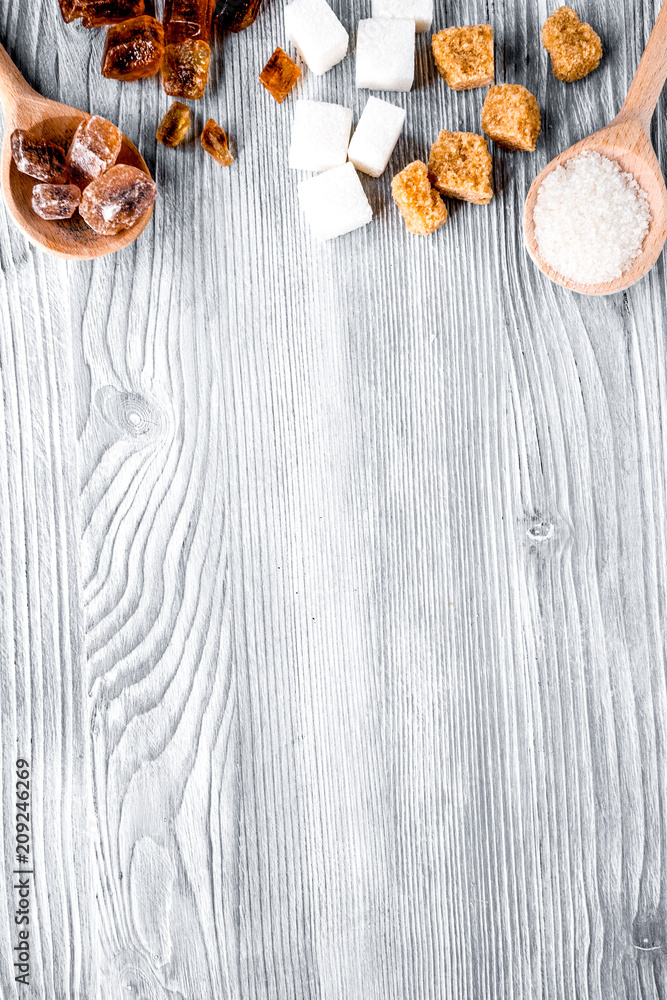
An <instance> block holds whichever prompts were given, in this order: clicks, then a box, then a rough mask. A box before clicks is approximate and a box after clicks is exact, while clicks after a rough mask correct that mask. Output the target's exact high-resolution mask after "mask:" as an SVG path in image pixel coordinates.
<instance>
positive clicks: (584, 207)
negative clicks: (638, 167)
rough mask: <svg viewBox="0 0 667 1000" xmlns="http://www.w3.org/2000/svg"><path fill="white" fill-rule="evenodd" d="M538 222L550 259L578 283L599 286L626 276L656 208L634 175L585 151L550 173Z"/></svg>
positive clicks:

-=-=-=-=-

WORK ITEM: Please reproduce every line of the items above word for word, leaving out the pictures.

RESULT:
An <instance> block holds whichever prompts were given, in this order: clicks, then a box, then a rough mask. A box before clicks is approximate and a box after clicks is exact, while clicks after a rough mask correct that mask. Output the target's exact high-resolution mask after "mask:" as an SVG path in image pixel coordinates.
<instance>
positive clicks: (584, 207)
negative clicks: (638, 167)
rough mask: <svg viewBox="0 0 667 1000" xmlns="http://www.w3.org/2000/svg"><path fill="white" fill-rule="evenodd" d="M538 222L550 259L578 283L599 286L626 276L656 208L634 175L585 151L550 173Z"/></svg>
positive clicks:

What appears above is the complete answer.